Task:
Count the lines in the items below that contain the string "sunglasses". Reply with only the number.

Saved entries
START

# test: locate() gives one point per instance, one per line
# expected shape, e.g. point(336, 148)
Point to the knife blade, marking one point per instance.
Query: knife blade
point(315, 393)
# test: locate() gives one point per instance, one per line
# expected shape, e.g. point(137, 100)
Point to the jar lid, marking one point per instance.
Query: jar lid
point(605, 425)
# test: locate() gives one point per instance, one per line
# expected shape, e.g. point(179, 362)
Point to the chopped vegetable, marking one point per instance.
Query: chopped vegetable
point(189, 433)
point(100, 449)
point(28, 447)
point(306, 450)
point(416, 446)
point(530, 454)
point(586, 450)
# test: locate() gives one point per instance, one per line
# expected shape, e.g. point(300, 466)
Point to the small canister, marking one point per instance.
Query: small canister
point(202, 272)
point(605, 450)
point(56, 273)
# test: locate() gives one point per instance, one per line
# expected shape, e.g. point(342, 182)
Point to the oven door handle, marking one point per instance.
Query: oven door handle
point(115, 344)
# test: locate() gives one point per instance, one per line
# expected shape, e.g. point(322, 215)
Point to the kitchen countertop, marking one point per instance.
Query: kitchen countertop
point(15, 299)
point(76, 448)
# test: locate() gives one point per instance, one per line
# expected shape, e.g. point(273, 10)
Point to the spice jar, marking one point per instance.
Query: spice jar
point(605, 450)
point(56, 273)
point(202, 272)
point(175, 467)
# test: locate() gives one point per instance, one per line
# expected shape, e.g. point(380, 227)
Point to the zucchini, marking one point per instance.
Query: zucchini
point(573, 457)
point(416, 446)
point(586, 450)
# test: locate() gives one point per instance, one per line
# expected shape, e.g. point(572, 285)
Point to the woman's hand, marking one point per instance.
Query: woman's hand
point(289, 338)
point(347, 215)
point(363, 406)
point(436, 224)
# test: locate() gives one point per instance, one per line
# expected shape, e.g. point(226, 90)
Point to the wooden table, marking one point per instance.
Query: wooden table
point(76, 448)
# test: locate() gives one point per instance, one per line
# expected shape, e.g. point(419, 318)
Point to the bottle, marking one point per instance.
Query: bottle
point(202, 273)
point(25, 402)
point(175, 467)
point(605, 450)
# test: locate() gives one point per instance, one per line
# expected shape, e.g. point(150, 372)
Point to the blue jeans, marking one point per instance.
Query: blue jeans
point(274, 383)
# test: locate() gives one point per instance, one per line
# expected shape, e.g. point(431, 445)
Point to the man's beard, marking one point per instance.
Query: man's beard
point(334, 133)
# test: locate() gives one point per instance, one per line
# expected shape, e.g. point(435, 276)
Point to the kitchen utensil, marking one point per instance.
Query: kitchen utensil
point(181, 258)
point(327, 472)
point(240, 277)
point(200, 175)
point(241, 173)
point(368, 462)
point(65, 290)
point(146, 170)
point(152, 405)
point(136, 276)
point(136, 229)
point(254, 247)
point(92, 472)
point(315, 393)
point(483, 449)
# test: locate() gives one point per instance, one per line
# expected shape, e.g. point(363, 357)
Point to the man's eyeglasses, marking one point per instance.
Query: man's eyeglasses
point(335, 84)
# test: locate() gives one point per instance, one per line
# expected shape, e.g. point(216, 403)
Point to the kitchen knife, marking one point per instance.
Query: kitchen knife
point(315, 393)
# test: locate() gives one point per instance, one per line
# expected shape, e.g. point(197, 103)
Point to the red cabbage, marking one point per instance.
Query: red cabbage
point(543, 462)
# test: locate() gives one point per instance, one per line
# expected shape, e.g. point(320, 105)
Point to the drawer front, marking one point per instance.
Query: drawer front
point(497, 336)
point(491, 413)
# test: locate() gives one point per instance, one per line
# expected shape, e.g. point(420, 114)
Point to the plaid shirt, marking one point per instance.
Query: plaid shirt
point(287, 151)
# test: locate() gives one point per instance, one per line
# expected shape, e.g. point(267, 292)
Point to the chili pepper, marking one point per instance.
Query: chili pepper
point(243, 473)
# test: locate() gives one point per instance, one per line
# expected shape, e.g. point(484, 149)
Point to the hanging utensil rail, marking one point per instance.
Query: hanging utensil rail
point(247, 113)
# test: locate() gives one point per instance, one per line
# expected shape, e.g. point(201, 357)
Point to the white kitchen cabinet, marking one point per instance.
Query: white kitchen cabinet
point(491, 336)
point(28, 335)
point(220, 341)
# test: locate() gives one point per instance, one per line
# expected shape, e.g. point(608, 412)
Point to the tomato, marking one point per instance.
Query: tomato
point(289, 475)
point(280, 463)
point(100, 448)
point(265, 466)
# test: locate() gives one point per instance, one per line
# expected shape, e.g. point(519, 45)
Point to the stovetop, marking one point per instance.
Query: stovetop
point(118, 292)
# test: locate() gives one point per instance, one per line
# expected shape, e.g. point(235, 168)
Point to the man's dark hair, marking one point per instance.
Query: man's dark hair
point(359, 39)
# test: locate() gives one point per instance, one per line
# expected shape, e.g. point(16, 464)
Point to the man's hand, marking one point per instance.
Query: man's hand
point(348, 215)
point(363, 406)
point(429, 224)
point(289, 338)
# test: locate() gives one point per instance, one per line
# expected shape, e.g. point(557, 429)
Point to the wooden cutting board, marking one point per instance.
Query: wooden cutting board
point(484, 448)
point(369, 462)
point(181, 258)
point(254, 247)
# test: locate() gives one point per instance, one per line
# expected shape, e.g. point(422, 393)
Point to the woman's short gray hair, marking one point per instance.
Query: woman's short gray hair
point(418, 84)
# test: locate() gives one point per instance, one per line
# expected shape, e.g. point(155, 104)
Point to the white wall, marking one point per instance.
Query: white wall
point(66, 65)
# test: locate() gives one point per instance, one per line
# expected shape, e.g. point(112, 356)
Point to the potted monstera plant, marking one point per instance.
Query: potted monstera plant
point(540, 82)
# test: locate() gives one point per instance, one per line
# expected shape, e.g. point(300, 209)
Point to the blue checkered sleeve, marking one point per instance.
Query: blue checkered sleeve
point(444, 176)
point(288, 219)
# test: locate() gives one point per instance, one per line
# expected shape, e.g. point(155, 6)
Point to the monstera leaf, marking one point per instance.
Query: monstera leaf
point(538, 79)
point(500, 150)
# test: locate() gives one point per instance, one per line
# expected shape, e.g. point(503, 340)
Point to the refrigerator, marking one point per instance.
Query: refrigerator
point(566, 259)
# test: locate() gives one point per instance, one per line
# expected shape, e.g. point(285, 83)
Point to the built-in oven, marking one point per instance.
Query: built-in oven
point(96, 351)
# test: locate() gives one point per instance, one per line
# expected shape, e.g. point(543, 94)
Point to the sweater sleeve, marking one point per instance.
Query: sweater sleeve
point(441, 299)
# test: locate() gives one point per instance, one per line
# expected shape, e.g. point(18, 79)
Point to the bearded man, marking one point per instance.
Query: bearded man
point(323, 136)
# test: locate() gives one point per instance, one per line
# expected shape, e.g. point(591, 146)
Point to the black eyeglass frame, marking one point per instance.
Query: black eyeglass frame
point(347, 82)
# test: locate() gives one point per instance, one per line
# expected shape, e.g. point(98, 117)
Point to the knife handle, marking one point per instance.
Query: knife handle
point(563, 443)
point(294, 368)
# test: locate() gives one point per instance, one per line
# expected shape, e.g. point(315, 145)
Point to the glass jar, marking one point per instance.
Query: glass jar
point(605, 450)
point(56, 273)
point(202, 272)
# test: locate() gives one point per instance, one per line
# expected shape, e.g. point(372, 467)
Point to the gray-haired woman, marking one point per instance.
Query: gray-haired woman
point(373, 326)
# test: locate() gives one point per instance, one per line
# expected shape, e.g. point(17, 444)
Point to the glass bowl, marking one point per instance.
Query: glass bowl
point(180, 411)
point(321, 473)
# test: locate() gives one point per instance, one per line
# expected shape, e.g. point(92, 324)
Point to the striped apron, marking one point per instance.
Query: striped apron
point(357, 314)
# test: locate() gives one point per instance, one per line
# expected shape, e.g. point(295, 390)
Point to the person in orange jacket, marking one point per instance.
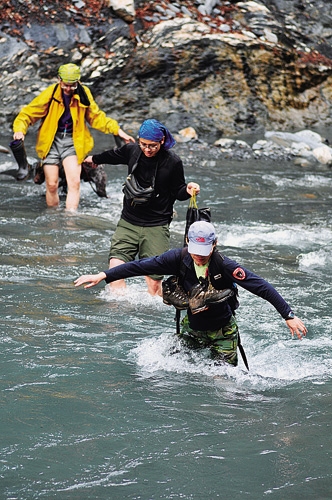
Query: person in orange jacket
point(65, 109)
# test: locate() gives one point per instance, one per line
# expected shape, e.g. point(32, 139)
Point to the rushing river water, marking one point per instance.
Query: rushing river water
point(94, 405)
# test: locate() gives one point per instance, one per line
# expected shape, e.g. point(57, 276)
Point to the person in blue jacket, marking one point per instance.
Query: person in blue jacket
point(206, 285)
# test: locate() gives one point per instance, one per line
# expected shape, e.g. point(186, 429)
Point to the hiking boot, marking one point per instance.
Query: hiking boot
point(174, 294)
point(203, 294)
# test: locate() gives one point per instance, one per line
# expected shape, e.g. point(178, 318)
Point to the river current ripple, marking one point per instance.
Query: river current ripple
point(94, 402)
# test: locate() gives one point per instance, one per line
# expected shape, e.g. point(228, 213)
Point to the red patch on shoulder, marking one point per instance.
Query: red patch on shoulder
point(239, 273)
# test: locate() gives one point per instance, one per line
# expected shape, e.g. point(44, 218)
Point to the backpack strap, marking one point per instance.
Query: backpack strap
point(182, 275)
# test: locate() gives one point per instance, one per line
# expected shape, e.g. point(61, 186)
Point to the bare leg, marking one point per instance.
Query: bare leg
point(120, 283)
point(73, 176)
point(154, 286)
point(52, 181)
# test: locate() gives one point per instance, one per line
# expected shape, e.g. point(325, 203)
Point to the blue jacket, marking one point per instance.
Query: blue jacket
point(224, 273)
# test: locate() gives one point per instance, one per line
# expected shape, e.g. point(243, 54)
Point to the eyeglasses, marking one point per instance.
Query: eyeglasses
point(152, 147)
point(71, 86)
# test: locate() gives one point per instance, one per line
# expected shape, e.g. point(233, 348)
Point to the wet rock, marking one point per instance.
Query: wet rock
point(223, 68)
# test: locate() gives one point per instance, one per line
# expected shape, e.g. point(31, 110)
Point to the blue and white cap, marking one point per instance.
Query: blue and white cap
point(201, 236)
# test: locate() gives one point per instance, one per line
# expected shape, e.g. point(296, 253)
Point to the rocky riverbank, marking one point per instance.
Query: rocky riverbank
point(222, 67)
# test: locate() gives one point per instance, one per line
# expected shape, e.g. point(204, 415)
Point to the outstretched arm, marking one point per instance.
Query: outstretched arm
point(297, 326)
point(91, 279)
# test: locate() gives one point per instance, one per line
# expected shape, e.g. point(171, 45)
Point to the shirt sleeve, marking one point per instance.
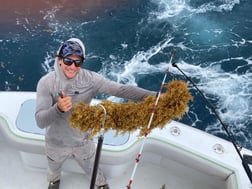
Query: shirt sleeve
point(46, 109)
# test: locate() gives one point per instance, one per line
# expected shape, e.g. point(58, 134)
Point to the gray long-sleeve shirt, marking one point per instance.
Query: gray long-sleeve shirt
point(83, 87)
point(88, 85)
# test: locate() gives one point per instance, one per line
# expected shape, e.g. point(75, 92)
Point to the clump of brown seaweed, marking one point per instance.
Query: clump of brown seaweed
point(131, 116)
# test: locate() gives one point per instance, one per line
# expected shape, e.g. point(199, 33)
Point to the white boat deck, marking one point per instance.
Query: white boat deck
point(179, 157)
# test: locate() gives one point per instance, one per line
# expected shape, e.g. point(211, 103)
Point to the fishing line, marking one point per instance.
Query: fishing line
point(98, 150)
point(139, 155)
point(246, 158)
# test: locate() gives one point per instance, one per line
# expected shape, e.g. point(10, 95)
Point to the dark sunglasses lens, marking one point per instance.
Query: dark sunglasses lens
point(69, 62)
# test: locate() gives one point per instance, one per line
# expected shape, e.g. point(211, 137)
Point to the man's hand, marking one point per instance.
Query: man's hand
point(64, 102)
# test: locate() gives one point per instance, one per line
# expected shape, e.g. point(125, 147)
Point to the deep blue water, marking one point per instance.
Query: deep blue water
point(131, 42)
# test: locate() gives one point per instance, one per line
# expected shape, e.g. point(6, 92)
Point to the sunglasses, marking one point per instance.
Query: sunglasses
point(69, 62)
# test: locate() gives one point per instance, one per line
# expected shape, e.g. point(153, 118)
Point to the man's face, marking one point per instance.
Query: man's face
point(70, 71)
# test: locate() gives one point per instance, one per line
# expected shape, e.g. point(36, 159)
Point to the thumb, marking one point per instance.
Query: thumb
point(62, 94)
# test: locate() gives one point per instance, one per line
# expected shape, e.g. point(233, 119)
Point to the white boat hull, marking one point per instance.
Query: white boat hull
point(178, 156)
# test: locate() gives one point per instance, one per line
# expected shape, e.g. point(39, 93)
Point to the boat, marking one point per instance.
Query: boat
point(175, 157)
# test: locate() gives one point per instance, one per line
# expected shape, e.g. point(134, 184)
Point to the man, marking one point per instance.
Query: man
point(56, 93)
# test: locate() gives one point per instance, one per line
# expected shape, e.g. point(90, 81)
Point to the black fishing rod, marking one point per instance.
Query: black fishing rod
point(98, 151)
point(246, 159)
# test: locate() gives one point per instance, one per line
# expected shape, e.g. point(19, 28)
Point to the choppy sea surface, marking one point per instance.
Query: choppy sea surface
point(130, 42)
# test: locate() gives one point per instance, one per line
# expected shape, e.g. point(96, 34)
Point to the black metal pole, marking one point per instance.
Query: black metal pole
point(98, 150)
point(230, 136)
point(96, 162)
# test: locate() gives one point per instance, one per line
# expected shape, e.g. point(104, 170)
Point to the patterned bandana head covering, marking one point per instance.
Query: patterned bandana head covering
point(71, 48)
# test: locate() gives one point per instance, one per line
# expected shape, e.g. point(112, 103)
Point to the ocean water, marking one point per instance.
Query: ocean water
point(130, 42)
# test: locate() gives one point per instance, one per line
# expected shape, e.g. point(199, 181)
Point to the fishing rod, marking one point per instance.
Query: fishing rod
point(149, 124)
point(98, 150)
point(246, 159)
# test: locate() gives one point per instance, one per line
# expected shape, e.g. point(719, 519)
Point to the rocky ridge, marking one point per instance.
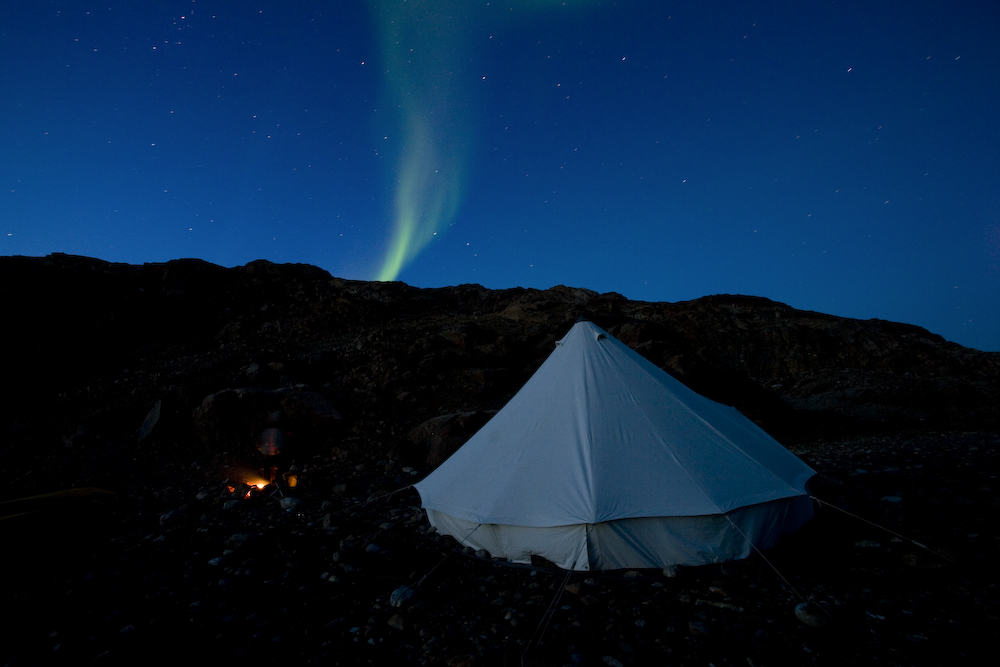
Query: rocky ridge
point(162, 383)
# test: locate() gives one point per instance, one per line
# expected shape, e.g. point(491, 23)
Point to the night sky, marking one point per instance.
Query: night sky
point(836, 156)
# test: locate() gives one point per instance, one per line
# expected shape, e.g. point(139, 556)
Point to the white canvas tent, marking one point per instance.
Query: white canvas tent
point(604, 461)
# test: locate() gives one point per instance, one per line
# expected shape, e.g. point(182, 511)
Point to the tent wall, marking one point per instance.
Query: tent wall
point(653, 542)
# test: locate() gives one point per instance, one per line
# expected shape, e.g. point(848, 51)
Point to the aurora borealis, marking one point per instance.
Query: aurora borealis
point(835, 156)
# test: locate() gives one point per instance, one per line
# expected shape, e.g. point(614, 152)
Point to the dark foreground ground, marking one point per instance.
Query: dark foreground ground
point(159, 383)
point(168, 569)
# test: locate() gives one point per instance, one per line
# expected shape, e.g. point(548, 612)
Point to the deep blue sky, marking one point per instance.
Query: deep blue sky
point(835, 156)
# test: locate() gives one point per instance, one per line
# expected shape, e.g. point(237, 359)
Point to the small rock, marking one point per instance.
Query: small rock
point(401, 595)
point(697, 628)
point(237, 540)
point(170, 518)
point(149, 423)
point(811, 614)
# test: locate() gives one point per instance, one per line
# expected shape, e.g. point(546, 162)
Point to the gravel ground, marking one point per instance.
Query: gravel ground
point(180, 565)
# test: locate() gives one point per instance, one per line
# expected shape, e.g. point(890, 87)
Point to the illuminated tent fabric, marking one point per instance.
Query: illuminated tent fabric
point(604, 461)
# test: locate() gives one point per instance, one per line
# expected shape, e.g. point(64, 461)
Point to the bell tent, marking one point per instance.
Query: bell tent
point(604, 461)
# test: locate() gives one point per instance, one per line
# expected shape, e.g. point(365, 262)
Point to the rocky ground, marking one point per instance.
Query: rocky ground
point(151, 390)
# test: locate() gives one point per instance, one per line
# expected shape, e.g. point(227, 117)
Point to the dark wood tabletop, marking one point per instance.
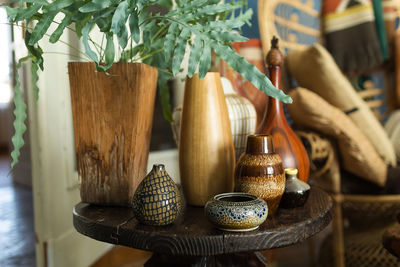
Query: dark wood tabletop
point(193, 235)
point(391, 239)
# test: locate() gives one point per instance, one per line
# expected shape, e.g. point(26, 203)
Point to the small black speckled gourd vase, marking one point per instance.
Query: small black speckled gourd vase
point(157, 201)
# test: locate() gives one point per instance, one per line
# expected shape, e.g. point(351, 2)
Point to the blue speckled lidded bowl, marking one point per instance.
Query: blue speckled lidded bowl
point(236, 211)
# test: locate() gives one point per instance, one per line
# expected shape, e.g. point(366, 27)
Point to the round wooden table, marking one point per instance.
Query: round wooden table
point(192, 238)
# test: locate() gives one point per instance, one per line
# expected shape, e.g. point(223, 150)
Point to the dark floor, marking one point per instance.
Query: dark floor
point(17, 239)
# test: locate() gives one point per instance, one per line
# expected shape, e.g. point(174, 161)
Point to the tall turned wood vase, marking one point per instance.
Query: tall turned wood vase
point(206, 154)
point(112, 117)
point(286, 142)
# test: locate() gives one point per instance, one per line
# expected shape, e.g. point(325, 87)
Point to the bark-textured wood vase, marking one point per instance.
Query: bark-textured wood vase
point(286, 142)
point(206, 154)
point(112, 117)
point(259, 171)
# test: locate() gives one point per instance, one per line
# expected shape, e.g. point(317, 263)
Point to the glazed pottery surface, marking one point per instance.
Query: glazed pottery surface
point(236, 211)
point(206, 154)
point(157, 200)
point(296, 191)
point(259, 171)
point(112, 116)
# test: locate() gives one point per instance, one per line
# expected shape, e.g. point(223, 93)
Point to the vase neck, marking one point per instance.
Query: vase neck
point(259, 144)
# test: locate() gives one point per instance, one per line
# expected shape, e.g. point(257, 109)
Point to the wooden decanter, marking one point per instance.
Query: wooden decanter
point(286, 142)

END

Response:
4